### Rows from a dataset
# # #
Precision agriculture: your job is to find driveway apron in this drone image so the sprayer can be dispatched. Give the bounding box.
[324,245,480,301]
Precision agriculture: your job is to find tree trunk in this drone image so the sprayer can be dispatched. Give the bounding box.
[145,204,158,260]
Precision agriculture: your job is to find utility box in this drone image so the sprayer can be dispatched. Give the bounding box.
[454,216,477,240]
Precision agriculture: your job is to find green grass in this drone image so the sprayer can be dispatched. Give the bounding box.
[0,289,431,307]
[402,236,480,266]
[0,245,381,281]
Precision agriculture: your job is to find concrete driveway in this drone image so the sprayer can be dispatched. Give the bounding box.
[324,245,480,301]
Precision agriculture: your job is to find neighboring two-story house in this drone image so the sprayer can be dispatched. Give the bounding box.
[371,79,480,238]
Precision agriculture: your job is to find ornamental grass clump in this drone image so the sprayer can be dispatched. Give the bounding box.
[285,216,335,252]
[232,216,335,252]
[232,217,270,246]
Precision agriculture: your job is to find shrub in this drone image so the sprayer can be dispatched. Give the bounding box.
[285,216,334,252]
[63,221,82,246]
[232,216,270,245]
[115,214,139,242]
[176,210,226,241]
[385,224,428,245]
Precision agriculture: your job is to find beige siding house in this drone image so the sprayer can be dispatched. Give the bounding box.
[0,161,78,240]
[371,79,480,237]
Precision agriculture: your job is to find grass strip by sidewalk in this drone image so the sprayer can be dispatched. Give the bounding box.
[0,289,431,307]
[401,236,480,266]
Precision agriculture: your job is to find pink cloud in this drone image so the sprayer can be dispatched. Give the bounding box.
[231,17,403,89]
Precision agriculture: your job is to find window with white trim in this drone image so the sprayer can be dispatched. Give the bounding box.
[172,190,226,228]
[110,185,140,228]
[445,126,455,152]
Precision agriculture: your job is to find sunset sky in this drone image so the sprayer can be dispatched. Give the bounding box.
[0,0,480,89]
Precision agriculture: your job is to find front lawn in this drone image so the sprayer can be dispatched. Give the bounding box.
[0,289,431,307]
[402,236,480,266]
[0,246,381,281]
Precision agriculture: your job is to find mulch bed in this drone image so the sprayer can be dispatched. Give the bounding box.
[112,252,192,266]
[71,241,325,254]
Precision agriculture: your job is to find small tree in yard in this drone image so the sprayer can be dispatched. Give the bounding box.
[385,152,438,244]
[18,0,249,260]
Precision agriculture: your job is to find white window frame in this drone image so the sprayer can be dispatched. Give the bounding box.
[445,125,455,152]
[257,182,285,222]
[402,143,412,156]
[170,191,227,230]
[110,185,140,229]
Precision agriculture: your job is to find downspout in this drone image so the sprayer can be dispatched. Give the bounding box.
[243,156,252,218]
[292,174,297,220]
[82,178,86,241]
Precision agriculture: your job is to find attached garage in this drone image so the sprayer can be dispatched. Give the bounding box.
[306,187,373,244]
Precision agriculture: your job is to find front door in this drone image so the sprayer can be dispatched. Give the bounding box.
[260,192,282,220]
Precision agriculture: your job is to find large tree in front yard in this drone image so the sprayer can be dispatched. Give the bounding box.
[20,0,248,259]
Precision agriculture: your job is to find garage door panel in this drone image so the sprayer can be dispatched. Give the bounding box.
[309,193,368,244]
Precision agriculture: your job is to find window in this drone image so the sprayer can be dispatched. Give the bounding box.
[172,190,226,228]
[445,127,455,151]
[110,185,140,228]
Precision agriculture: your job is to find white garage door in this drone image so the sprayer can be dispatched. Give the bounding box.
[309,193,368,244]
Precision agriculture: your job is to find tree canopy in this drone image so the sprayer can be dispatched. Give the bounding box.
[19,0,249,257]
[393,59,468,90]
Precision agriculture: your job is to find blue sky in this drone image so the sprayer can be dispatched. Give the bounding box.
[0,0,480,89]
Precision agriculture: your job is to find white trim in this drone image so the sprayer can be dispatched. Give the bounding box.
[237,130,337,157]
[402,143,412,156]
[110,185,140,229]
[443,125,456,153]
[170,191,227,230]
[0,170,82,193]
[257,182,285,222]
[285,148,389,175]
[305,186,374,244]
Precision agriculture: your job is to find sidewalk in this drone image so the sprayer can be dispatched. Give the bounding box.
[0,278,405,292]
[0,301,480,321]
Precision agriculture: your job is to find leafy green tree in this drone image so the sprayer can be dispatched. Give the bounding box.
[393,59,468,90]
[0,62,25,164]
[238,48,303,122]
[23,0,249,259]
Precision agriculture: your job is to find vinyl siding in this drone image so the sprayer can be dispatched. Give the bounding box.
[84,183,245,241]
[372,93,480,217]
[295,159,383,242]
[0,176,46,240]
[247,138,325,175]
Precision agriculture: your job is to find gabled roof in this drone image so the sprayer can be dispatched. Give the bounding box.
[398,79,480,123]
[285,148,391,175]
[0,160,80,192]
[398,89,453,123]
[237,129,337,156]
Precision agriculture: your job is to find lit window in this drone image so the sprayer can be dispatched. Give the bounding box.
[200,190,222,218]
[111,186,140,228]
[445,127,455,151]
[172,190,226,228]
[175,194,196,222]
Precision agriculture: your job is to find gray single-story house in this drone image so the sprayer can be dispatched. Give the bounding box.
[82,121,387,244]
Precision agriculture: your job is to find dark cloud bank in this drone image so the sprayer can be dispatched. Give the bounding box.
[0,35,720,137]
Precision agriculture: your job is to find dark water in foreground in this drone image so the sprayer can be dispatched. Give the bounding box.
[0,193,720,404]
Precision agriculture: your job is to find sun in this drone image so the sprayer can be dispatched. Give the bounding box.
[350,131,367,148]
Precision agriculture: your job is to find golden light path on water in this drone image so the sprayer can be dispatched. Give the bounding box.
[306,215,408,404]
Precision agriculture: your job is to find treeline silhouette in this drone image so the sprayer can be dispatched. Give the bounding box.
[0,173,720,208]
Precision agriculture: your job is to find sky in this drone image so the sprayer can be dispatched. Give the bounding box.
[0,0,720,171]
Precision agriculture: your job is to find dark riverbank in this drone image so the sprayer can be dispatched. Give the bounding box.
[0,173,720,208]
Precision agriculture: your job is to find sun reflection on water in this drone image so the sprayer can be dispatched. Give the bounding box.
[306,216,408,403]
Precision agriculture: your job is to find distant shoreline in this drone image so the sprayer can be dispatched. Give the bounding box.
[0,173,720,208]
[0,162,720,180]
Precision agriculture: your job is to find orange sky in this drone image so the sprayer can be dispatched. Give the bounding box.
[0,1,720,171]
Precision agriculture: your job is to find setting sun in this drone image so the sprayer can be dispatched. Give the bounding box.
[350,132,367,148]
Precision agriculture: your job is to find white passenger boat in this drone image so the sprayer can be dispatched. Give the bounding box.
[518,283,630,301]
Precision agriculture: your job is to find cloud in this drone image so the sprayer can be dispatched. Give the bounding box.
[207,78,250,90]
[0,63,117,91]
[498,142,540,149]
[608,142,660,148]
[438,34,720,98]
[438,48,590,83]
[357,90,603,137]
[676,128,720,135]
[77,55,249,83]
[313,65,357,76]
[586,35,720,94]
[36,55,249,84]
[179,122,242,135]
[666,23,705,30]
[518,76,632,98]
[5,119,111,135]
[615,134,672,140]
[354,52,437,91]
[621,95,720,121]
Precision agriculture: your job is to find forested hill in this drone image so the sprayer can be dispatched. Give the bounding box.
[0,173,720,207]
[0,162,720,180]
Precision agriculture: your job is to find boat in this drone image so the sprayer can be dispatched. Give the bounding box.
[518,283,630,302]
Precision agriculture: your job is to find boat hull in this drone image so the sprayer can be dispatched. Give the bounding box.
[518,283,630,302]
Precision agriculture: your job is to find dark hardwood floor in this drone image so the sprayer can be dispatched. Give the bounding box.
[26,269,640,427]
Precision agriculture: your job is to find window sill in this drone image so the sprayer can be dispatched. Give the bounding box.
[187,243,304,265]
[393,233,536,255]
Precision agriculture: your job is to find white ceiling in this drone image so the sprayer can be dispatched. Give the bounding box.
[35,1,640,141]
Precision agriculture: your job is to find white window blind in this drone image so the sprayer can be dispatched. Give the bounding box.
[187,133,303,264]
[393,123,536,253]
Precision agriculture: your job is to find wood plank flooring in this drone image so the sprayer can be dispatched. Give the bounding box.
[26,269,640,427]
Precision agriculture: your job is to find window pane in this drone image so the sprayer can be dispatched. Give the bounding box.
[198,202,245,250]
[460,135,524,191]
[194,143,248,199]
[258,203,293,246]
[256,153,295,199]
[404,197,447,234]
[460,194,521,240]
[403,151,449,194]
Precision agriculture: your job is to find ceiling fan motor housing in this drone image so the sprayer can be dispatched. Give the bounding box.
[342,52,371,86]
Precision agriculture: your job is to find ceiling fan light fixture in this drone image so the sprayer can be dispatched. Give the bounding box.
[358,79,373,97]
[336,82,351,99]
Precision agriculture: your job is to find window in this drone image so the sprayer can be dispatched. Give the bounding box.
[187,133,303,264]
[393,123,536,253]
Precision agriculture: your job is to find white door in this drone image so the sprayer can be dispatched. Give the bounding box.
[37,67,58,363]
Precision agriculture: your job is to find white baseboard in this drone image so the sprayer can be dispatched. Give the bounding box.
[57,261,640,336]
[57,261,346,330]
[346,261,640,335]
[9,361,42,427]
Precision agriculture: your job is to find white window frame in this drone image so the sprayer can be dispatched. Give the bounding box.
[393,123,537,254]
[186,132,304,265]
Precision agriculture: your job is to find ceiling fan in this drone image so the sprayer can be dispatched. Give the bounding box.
# # #
### Task to complete
Rewrite the items from the line with "Precision agriculture: your job is to find dark water" to the line with "[518,283,630,301]", replacing "sprayer" with "spray rig" and leaving everything else unchanged.

### The completed task
Precision agriculture: your job is to find dark water in foreground in this drone image so the spray rig can be dispatched. Give the bounding box.
[0,193,720,404]
Precision agriculture: your job is to find sun in this drone image so the spray rig can be dispatched. Give the bounding box.
[350,131,367,148]
Precision agriculture: your job is to find golden light path on water in this drone image so the spray rig can be dispatched. Give the bounding box.
[306,215,408,404]
Precision agriculture: your job is to find treeline silhouette in this drone image so the spray rig can be dispatched. Give the bounding box.
[0,173,720,208]
Precision agriculture: your job is to find sky in this drone image so the spray rig can be dispatched. Give the bounding box.
[0,0,720,171]
Precision agriculture: your job is to find dark riverbank in this drone image so the spray rig can be dispatched. Give the bounding box.
[0,173,720,208]
Precision agriculture: your job is to find sun reflection on water in this drone image so the spray rig can be dispatched. Give the bounding box.
[306,216,408,403]
Precision agriculture: your job is to find distant shoreline in this drone image so the spray rig can be dispatched. Give the bounding box.
[0,173,720,208]
[0,162,720,180]
Precision agriculture: your job is to find orange sky in this drone image so the spray rig can be dispatched. Give the bounding box.
[0,1,720,171]
Precision agriculture: your job is to find setting sun in this drone image so the spray rig can be dispatched. Give the bounding box.
[350,132,367,148]
Precision agriculture: your job is to find white passenger boat in this drone image so the spray rig can be dispatched. Give the bounding box.
[518,283,630,301]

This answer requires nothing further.